■ SHORT EXERCISE ■
Copy out all the lines exactly. Omit pictures.

■ STORED DATA ■
++++++++++

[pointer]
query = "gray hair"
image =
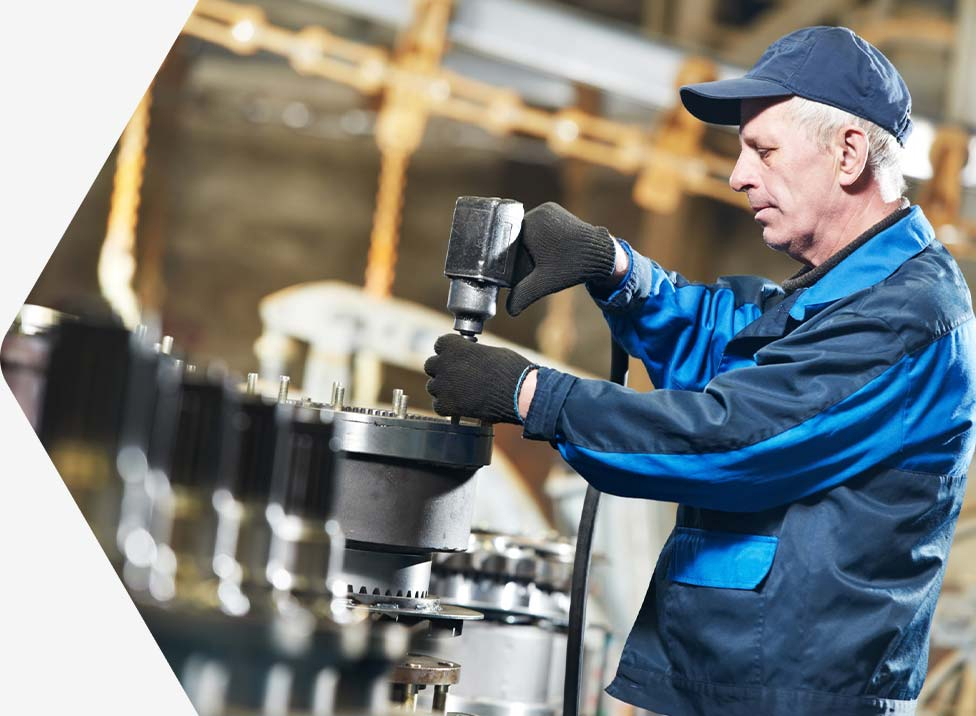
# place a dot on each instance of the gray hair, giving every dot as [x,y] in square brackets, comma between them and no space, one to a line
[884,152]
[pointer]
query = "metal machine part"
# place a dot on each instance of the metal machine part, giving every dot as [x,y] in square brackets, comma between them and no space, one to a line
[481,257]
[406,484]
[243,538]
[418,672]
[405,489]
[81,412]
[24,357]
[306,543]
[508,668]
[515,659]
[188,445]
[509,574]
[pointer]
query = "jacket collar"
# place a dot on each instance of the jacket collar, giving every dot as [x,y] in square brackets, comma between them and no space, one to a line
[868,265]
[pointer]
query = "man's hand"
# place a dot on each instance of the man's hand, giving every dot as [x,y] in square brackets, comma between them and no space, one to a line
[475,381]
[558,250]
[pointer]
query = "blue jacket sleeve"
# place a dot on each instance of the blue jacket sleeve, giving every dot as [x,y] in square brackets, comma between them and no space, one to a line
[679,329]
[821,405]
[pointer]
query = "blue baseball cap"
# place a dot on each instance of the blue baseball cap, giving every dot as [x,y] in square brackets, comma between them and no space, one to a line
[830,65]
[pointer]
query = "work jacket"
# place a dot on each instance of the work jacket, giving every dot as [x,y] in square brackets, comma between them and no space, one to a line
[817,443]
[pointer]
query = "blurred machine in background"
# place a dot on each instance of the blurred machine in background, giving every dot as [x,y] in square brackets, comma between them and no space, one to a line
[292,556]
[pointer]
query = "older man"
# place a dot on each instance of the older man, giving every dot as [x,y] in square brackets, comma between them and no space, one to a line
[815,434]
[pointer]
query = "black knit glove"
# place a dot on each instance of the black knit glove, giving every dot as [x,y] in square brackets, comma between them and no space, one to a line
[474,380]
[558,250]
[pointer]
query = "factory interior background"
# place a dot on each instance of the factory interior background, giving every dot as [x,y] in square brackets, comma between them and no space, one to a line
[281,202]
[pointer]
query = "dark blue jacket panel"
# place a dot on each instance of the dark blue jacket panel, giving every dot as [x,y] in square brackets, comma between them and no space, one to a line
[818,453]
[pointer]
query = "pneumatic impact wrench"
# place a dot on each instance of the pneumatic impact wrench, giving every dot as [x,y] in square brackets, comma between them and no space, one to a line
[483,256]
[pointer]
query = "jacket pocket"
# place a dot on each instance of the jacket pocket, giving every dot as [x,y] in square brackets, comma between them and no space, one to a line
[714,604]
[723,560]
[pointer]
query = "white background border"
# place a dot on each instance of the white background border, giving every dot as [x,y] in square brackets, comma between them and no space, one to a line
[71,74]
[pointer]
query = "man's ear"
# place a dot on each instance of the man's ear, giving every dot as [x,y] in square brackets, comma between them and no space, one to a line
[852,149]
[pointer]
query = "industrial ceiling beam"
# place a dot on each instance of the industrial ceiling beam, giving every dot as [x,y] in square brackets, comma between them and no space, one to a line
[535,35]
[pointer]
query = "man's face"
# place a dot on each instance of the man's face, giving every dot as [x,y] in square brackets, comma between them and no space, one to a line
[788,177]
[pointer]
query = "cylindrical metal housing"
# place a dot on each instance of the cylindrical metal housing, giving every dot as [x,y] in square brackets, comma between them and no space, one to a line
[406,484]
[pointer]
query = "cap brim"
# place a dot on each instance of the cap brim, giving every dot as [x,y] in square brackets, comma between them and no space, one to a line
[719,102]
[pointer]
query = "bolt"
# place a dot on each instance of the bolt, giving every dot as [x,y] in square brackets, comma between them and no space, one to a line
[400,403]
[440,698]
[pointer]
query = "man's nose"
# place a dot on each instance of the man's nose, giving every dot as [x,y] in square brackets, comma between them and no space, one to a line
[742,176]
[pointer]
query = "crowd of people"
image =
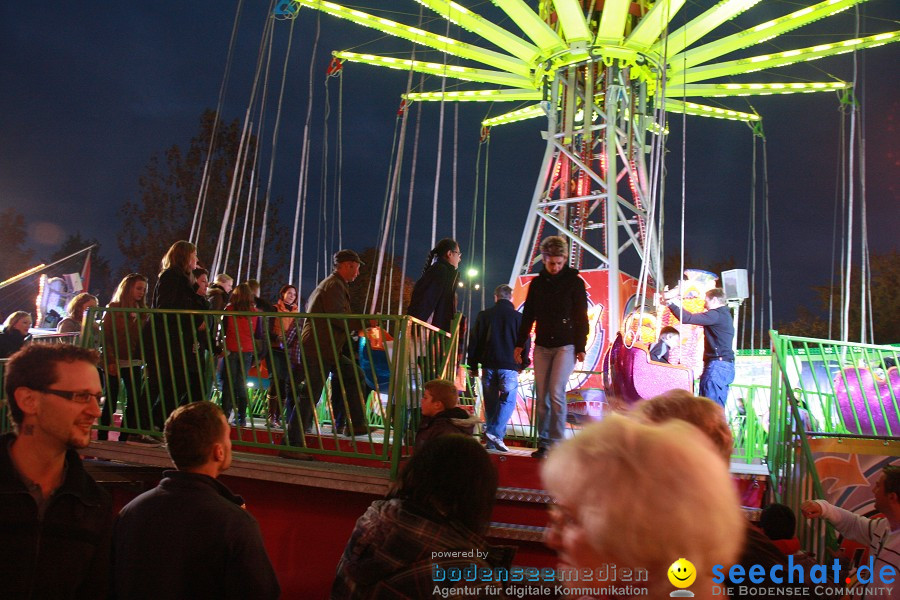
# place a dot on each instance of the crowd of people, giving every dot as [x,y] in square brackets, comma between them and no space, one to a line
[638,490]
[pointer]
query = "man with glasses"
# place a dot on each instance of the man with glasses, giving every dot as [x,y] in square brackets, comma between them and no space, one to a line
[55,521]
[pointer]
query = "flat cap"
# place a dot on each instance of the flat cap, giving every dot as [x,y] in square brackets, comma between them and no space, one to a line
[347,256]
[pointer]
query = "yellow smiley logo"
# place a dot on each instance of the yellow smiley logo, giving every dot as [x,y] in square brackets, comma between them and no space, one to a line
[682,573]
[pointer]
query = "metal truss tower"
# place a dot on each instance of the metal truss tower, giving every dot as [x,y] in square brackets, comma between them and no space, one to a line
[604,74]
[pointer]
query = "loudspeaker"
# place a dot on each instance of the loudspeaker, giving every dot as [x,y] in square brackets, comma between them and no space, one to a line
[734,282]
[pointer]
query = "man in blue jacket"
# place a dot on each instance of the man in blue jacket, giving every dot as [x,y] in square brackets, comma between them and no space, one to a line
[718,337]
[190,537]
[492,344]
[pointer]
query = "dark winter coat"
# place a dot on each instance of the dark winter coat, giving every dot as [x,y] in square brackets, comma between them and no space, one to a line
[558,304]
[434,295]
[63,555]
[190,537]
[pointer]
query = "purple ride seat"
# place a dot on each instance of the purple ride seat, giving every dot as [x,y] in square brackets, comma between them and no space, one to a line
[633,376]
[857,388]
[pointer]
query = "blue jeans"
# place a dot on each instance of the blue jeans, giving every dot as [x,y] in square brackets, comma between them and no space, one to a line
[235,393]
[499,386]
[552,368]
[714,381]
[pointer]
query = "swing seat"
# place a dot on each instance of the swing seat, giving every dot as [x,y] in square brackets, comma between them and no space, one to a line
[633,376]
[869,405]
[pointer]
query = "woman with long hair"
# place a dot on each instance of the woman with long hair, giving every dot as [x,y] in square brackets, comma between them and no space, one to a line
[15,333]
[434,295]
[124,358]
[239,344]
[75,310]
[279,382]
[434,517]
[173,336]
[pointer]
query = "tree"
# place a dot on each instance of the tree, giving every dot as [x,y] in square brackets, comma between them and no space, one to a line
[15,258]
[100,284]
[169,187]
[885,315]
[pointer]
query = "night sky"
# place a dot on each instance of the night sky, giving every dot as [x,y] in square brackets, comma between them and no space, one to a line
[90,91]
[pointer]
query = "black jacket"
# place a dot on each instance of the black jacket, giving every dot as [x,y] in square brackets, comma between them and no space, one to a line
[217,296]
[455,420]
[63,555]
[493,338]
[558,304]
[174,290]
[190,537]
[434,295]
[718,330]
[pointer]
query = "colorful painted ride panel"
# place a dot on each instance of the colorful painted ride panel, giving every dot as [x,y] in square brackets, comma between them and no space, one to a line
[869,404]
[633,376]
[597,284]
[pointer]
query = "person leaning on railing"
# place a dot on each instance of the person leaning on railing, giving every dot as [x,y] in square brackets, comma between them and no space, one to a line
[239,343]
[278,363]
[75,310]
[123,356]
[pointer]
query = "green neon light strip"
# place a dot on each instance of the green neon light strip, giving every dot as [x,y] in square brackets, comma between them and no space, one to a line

++++++++++

■ WRITTEN REPLY ■
[pointer]
query = "gray hair"
image =
# place a dot on each instance of the gray hair, giving every dot as [x,y] in square brackets, comma between them and no space, one to a line
[884,152]
[pointer]
query = "metal machine part"
# place a dot on each instance of the metal machine part, giving every dot as [x,y] in square brackets, comma between them and no space, one to a line
[481,257]
[406,484]
[243,538]
[418,672]
[405,489]
[81,412]
[24,357]
[306,543]
[508,668]
[515,659]
[188,445]
[509,574]
[pointer]
query = "jacket collar"
# place a dot on each instance of the jacket collar, giving every dot as [x,y] in square brackets, comma between them and no space, one to a line
[868,265]
[pointer]
query = "man's hand"
# place a dot on each instance of the man's hand, giving every dot as [x,y] in square brackets, comma between them and no space, one to a line
[475,381]
[558,250]
[pointer]
query = "blue jacket sleeve"
# place a dot on each instance of the blue jacket sleeve, giving every dot as [x,y] in square brackets, comma between them and no space, one to a line
[679,329]
[821,405]
[pointer]
query = "blue baseball cap"
# place a dot on each instance of the blue baseball cap, giving every dot as [x,y] in square brackets, comma between them and no space, one to a line
[830,65]
[pointer]
query = "work jacket"
# place a dot on each instance of the work jacket, giving every dot as [x,y] in square brackets, comma between them and no space, one to a line
[817,443]
[pointer]
query = "blurred machine in background"
# place a dot on each instance of the blurred machine in background, giving every dot as [x,y] in square brackets, comma between them and no space, one to a line
[292,556]
[pointer]
query = "older man"
# place a dot on each instance of the older man, giving every dot as [x,y] in square brackets, comma between them and no space, one to a line
[815,434]
[pointer]
query = "black knit glove"
# place a dot on each instance of the black knit glove, giving every dot as [x,y] in square brackets, comma between them and no space, one to a line
[474,380]
[558,250]
[pointer]
query = "factory interior background"
# place a dot on each instance of the factory interior background, giving every dot as [x,y] in square brackets, comma between them and no space, one to a line
[281,202]
[pointer]
query = "dark blue jacket panel"
# place a dot on each instance of the dark blue jacket panel, giving every dot as [x,y] in square brackets, comma between them and no space, one to a line
[818,453]
[pointer]
query = "pneumatic impact wrench"
# place a dot on each instance of the pneumatic impact wrench, giving every dot as [x,y] in square brackets, comma between them and no space, one to a line
[483,256]
[pointer]
query = "jacket pocket"
# place a dot on each instance of the jacket pocket, giving every dot as [x,y] in square brackets, comma between them and no space, one to a line
[714,604]
[723,560]
[pointer]
query = "white background border"
# place a dot on each instance of the white background border, giving every dot as [x,y] in square brackets, comma between them and no space, one to a line
[71,74]
[pointer]
query = "man's ear"
# place a dot on each instance of the man's ear, giving every dot as [x,y] in square brackets, comma between them and no space, one to a line
[852,149]
[pointer]
query = "industrial ceiling beam"
# place a dot on each instance of the industrial ceiling beam, giving every dot as [x,y] in square brackets, comma between them and no space, one to a line
[535,35]
[pointer]
query = "man's face"
# place a dot on each instance of the man's face, giving every dot as [x,y] in square brackets, comma between them and no space, one to a line
[788,177]
[pointer]
query = "cylindrical metal housing"
# place a dot on each instance of the cylindrical metal housing, giving every dot as [x,y] in square brackets, comma between them and no space, one to a line
[406,484]
[pointer]
query = "cap brim"
# place a dot on each instance of the cap brim, giving every dot as [x,y] in square brackets, comma between them and no space, one to a line
[719,102]
[pointer]
query = "bolt"
# place a dot on each instance of the bolt, giving every dot as [x,y] in square brackets, comma between them and no space, one to a line
[400,403]
[440,698]
[pointer]
query = "man's nose"
# place a dot on each instance of the man's nose, giving every dot as [x,y] in square brackets, comma between them and no space, one to a line
[742,176]
[pointer]
query = "crowd of people"
image =
# place a dot on each instance of the crowd of people, giving every dot as [x,y] in square brackets, comma between them and no space, one to a line
[638,490]
[pointer]
query = "man with glasses"
# place a dot on each instance of the man with glasses, giving every dot as [x,y] in square brackets, comma between them and no space, one to a line
[55,521]
[pointer]
query = "flat cap"
# place a dot on each instance of the flat cap, giving every dot as [x,y] in square brackets, comma between them and no space, one to a line
[347,256]
[pointer]
query = "yellow smiley logo"
# place a dot on each instance of the yellow smiley logo, giving every dot as [x,y] in square brackets, comma between them and no space, one to a line
[682,573]
[pointer]
query = "metal truss tower"
# place a dot on each instance of the metal truss tower, giving every dot as [x,y] in square brackets, comma between them and no space, one to a line
[604,74]
[pointer]
query = "loudspeaker"
# place a dot on each instance of the loudspeaker, giving every dot as [x,y] in square brackets, comma between them and no space, one to a line
[734,282]
[pointer]
query = "man in blue jacket"
# place a dot on each instance of the man in blue jacket, giving every dot as [x,y] in square brackets, comma between them and no space, one to a line
[718,337]
[190,537]
[492,344]
[pointer]
query = "dark winter coat"
# place a dot on each instance of the dark winter coat, giving every dot as [x,y] in square brackets, comma between them and no space, one to a line
[558,304]
[434,295]
[63,555]
[190,537]
[pointer]
query = "purple ride seat"
# place a dot on each instance of the purple ride seat, giving every dot as [x,y] in square brackets, comma between them and no space, one to a line
[633,376]
[857,388]
[pointer]
query = "blue jeans"
# place a dot on each instance of the blue jeans, giving every dot as [x,y] in square brackets, comma between them and no space, one to a line
[235,393]
[499,386]
[552,368]
[714,381]
[pointer]
query = "swing seat"
# place a dot on each instance of the swing seat, giving every dot as [x,y] in square brackets, comma between them and no space, one to a line
[633,376]
[869,405]
[pointer]
query = "woman with long hair"
# place a dot on each instance of the woman with long hair, giving every dot as [x,y] in square brackets, comma between them and no space, one to a line
[15,333]
[434,295]
[124,358]
[239,344]
[75,310]
[279,382]
[434,517]
[173,336]
[pointer]
query = "tree"
# place a dot on each instance of the tree, giving every dot as [x,y] in square brackets, comma between them and no space, one to a line
[15,258]
[100,284]
[169,187]
[885,315]
[pointer]
query = "night sky"
# place a dot on each instance of the night sky, giving every dot as [x,y] in square brackets, comma between them and no space, one to a line
[90,91]
[pointer]
query = "black jacket"
# place a dot on each instance of the black jacket, giving every dot as [x,y] in square brackets, comma between them and no space, one to a line
[217,296]
[455,420]
[63,555]
[493,338]
[558,304]
[174,290]
[190,537]
[434,295]
[718,330]
[pointer]
query = "colorful painted ride panel"
# place a dot on each instance of the colorful painted ride panel, giving every dot as [x,y] in square brackets, comma between them and no space, one to a line
[869,404]
[633,376]
[597,284]
[pointer]
query = "person leaning on railing"
# place a dot on each instance of the person leaning on railing, giving every dot as [x,y] in square brackets, comma between them and no space, one to a line
[239,343]
[278,363]
[75,310]
[123,356]
[pointer]
query = "green neon light strip"
# place a dot on each instance of the green neon light strip, giving every dot as [x,y] in square brackets, comma between them and no space, one to a line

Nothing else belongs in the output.